*GIVEN PASSAGE*
⟨

Twitter Promoted Tweets on Google a Prelude to Acquisition

By Clint Boulton  |  Posted 2010-12-21

Twitter Promoted Tweets on Google a Prelude to Acquisition

Google's inclusion of Twitter's Promoted Tweets into its real-time search results represents more than just the first time Google is including ads not fueled by AdWords on its properties.

It sets up the possibility that Google could acquire Twitter at a later date, according to Paul Byrne, a senior account manager at search engine optimization specialist Greenlight.

Promoted Tweets marks Twitter's first foray into online advertising, letting advertisers such as Starbucks pay $100,000 to push their products on Twitter. The ads are available on and through Twitter partners, which is how they landed on Google's Realtime search page.

That move is an upgrade from the previous arrangement, where Google has been paying Twitter to index its stream of tweets on its real-time search engine.

Byrne, a former relationship manager at Google in the U.K., said that though Twitter reportedly rebuffed acquisition offers from Google, the Promoted Tweets arrangement proves there are ongoing discussions between the two companies.

"With Google's stated goal of acquiring one new company a month, Twitter would seem a nice fit if both sides could agree on a price," Byrne wrote in a blog post Dec. 13.

"Google has a huge war chest to fall back on. It has a tendency to snap up leading sector companies when it can. We have seen this with Double Click and YouTube in the past. So why not Twitter?"

He noted that such a deal would benefit both companies and their advertisers. Tweets and Promoted Tweets could ultimately be seeded across Google's search properties, including Google News, Google Finance, Google Product Shopping, and Google Books. Twitter would undoubtedly reach more users than it currently can.

The deal would give Google sturdier footing in the social sector, where the search engine is weak. This is particularly necessary after Microsoft Bing embarked on deep integrations with Facebook.

Google and Twitter Up in a Tree?

"Google needs to address this pain point," Byrne argued. "Working with Twitter is the best way to do this. Not only does it allow Google to offer its huge base of advertisers a new outlet and a step into the social world with a company it is used to working with, but it would allow Google to steal a march on Facebook and reassert itself as a complete Web company."

⟩

*STATED TASK 1*
Show each line of the listing below that contains the word "ceramic".

*EXTRACTED RECORDS*
⟨

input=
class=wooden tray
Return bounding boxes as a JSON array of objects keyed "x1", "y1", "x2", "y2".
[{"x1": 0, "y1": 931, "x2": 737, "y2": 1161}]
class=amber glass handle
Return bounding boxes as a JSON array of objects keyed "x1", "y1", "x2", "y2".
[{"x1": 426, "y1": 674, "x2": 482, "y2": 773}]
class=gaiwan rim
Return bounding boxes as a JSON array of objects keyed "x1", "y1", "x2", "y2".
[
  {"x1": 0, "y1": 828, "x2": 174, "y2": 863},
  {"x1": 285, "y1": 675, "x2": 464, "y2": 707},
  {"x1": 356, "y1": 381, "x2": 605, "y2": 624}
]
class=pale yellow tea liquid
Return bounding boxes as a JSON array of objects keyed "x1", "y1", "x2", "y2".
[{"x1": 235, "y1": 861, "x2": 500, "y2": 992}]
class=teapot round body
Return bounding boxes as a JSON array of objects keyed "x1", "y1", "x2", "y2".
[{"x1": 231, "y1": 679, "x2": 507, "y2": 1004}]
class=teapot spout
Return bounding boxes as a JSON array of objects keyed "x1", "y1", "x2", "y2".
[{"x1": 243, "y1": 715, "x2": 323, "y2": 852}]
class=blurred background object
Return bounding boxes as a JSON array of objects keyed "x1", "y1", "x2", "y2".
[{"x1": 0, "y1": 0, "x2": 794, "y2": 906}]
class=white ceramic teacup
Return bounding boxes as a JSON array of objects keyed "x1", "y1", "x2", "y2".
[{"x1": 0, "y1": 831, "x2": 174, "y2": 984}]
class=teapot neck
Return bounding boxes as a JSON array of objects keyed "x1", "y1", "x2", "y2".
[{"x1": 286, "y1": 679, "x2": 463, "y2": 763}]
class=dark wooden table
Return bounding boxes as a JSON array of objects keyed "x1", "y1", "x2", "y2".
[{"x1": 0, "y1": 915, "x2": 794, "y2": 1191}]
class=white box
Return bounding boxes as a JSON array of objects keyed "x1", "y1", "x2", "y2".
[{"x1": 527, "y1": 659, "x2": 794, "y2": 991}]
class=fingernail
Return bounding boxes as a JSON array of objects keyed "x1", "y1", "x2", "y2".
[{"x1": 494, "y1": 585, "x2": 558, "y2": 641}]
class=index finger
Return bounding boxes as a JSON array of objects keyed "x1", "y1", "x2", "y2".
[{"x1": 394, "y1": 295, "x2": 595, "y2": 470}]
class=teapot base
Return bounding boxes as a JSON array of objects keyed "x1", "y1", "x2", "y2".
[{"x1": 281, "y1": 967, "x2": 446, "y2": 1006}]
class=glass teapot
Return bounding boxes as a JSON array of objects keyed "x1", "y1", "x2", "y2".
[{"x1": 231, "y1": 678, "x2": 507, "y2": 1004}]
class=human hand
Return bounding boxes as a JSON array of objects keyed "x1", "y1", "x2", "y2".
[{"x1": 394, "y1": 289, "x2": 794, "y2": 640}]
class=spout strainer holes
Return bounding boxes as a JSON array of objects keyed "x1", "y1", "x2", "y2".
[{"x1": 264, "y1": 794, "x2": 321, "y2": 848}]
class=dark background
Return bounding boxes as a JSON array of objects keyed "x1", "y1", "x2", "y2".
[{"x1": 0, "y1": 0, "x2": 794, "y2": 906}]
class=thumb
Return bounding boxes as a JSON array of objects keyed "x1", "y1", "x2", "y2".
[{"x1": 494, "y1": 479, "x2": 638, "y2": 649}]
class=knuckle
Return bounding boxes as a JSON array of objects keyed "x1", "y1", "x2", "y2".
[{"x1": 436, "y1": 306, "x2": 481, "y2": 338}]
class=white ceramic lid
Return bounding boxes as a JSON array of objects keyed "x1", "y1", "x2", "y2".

⟩

*STATED TASK 2*
According to the article on Twitter's Promoted Tweets, how much do advertisers such as Starbucks pay to push their products on Twitter?

*TASK ANSWER 1*
class=white ceramic teacup
class=white ceramic lid

*TASK ANSWER 2*
$100,000